> _Questions to answer_:
1. Retype the forum thread on continuous learning from "Anonymous No. 16078781" to "a lookup table?".
2. In the forum thread on continuous learning, what does one reply say largely solved the zero gradient problem?
3. Please carry on the forum thread about continuous learning and gradient descent from its final post.

> _Document extract_:
======

Anonymous No. 16078325

>>16078312
gradient descent has something known as catastrophic blowup. you should look into it. continuous learning is not possible with current tools

Anonymous No. 16078509

>>16078325
You mean catastrophic forgetting

Anonymous No. 16078513

https://arxiv.org/abs/2106.05181

Anonymous No. 16078602

>>16078509
there is that too but gradients can blow up and there is something known as the zero gradient problem which makes learning impossible. basically continuous learning is a non-starter with the current tools and techniques

Anonymous No. 16078618

>>16078602
Zero gradient problem was largely solved by skip connections, popularized by ResNet
This is 2015 research

Anonymous No. 16078624

>>16078618
it's not solved. you can still get into zero gradient zones even with skip connections. skip connections mitigate the problem but there is no guarantee you won't zero out the weights and make the skip connections useless

Anonymous No. 16078649

>>16078624
>zero out the weights
That's what normalization layers are for
Again, largely solved

Anonymous No. 16078650

>>16078649
good luck with your continuous learning plan then. i'm sure it will work out

Anonymous No. 16078654

>>16078650
You're the only one who's gungho on continuous learning
I only said "zero gradient problem" and "zero out the weights" are largely solved problems

Anonymous No. 16078781

>>16072536
Every function is equivalent to a lookup table. Only a midwit would think that's profound.`

Anonymous No. 16079818

>>16078781
so why is OpenAI worth $100B?

Anonymous No. 16079836

>>16079818
What a retarded non-sequitur. How does the value of OpenAI have anything to do with the mathematical statement that any deterministic function can be represented as a lookup table?

======

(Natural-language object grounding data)
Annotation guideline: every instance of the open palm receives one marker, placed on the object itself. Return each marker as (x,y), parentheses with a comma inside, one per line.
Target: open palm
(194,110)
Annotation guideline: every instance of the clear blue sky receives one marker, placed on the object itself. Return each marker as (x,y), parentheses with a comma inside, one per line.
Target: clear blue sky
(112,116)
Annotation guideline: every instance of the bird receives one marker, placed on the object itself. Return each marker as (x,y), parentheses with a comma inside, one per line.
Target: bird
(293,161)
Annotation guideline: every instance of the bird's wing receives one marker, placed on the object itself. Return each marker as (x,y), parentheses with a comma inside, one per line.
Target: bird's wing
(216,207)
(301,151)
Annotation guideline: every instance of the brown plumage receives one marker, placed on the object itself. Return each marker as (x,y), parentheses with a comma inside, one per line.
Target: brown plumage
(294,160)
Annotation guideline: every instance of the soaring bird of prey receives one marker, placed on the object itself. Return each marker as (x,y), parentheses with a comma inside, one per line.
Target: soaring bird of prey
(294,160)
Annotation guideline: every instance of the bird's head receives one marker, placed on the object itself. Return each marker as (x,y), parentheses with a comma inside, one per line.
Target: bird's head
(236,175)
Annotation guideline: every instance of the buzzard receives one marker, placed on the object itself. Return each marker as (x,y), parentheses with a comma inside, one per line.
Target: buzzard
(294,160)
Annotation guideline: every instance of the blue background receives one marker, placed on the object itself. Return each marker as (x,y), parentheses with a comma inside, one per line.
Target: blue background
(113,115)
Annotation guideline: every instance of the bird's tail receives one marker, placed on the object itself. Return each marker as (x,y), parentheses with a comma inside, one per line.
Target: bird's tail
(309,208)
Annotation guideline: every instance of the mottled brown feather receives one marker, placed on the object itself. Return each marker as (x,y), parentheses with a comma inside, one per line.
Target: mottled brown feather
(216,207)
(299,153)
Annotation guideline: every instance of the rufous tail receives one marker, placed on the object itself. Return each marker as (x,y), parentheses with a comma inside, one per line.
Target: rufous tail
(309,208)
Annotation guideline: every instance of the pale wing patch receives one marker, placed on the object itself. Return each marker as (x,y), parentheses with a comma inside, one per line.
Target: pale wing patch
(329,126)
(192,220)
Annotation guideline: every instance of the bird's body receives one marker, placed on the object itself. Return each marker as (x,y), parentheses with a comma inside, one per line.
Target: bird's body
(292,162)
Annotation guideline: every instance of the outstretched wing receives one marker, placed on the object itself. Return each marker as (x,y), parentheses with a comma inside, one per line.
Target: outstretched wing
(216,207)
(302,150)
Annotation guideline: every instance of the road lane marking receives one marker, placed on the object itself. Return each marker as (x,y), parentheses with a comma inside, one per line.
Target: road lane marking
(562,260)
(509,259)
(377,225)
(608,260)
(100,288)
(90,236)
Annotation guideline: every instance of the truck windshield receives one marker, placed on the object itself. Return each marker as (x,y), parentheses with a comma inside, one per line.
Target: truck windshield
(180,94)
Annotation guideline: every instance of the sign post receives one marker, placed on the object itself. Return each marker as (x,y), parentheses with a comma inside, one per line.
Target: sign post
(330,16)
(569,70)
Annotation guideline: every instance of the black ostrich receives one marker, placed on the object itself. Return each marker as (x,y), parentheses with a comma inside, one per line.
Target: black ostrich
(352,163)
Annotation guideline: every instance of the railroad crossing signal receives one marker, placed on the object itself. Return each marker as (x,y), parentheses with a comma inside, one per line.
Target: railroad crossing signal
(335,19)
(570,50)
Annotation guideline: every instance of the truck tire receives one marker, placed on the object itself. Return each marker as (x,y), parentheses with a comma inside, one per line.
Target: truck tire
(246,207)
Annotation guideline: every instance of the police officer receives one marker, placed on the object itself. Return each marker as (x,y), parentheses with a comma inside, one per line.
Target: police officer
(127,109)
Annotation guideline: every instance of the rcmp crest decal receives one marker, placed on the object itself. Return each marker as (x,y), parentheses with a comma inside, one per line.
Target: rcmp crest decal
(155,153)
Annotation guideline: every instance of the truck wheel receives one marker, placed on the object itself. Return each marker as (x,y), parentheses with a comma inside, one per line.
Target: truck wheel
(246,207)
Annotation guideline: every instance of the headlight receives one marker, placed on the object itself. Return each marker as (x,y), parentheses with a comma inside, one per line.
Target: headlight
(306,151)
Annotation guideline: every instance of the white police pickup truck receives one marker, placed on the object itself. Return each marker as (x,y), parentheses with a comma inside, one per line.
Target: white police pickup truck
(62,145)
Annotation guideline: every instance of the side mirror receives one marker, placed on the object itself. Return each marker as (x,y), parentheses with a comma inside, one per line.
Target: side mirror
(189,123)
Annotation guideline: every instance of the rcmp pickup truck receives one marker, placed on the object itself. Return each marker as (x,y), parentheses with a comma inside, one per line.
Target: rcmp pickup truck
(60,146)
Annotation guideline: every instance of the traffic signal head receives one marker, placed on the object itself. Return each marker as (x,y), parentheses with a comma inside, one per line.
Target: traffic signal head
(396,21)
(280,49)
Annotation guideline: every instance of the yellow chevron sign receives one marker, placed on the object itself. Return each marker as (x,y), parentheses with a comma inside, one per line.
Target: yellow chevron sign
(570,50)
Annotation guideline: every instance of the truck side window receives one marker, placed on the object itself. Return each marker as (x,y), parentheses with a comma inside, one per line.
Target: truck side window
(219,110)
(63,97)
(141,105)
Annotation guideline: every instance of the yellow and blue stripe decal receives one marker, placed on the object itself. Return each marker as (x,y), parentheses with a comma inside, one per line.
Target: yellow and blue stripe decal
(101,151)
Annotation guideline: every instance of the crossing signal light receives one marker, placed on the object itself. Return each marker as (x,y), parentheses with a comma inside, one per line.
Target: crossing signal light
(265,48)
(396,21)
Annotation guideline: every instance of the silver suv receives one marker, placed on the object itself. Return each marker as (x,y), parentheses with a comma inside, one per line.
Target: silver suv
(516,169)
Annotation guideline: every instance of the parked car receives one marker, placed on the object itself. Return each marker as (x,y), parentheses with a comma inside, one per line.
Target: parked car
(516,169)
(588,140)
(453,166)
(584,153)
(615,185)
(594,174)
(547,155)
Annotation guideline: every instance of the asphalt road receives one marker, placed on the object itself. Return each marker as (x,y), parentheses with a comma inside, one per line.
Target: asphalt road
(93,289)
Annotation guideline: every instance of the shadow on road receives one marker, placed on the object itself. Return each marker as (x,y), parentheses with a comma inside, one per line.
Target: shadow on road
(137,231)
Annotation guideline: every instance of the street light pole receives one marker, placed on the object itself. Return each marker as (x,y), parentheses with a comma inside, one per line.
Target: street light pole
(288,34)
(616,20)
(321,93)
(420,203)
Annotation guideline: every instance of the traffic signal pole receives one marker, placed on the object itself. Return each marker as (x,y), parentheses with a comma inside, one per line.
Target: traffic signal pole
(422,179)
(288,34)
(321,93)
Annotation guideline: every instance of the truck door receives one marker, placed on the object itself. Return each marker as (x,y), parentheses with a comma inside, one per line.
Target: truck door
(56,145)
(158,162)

======

> _Responses by item number_:
1.
Anonymous No. 16078781

>>16072536
Every function is equivalent to a lookup table. Only a midwit would think that's profound.`

Anonymous No. 16079818

>>16078781
so why is OpenAI worth $100B?

Anonymous No. 16079836

>>16079818
What a retarded non-sequitur. How does the value of OpenAI have anything to do with the mathematical statement that any deterministic function can be represented as a lookup table?

2. Skip connections, popularized by ResNet.

3.
Anonymous No. 16080492

>>16079836
even non-deterministic functions can be represented as lookup tables but the question still stands. why is a lookup table worth $100B?

Anonymous No. 16080497

>>16080492
>why is a lookup table worth $100B?
mostly a bet on what else they can achieve.

Anonymous No. 16081283

>>16073723
>Including human consciousness.
Except consciousness is NOT computation.

Anonymous No. 16081290

>>16073777
Unfortunately, you are wrong.

Compression and optimization are not equivalent, and you'd know that if you knew the basics of information theory.

Lossy compression does use a mean square error distortion criterion if the source is continuous, but if it's already discrete/digital then it's a totally different process entirely that deals with maximization of a mutual information channel. It has an optimization step in there, but it isn't optimization itself, and the optimization is only one small part of the compression process.

Anonymous No. 16081906

>>16079818
>so why is OpenAI worth $100B?
That's air money, it doesn't really exist.

Anonymous No. 16081961

>>16080492
Because that lookup table is really useful, and it took a lot of expensive engineers and a lot of compute to create it, and investors think OpenAI is going to continue creating the world's best lookup tables and make a lot of money selling access to them.

Anonymous No. 16081992

>>16081283
unless it is.

Anonymous No. 16081994

>>16072536
Every neural network is built off discrete representations of continuous functions.

LUT are just literally the discrete representation of continuous functions.

I fucking hate computer scientists so God damn much. Neural networks are no different from ANY other classification or regression method, we are searching for optimal CONTINUOUS or DISCRETE functions (depending on inputs) that output results closest to our many equations few unknowns problem.

There's nothing special about this, but they're not just look-up tables either.

Anyway, neural networks are memes outside classification problems, and only certain flavors of classification problems like image, language, etc.

The hot shit for regression has been ensemble models for a good minute now. But all the problems are literally, at the end of the day:

Y = f(X; p) + e

We just switch around the architecture of f and search for optimal p, and then characterize e.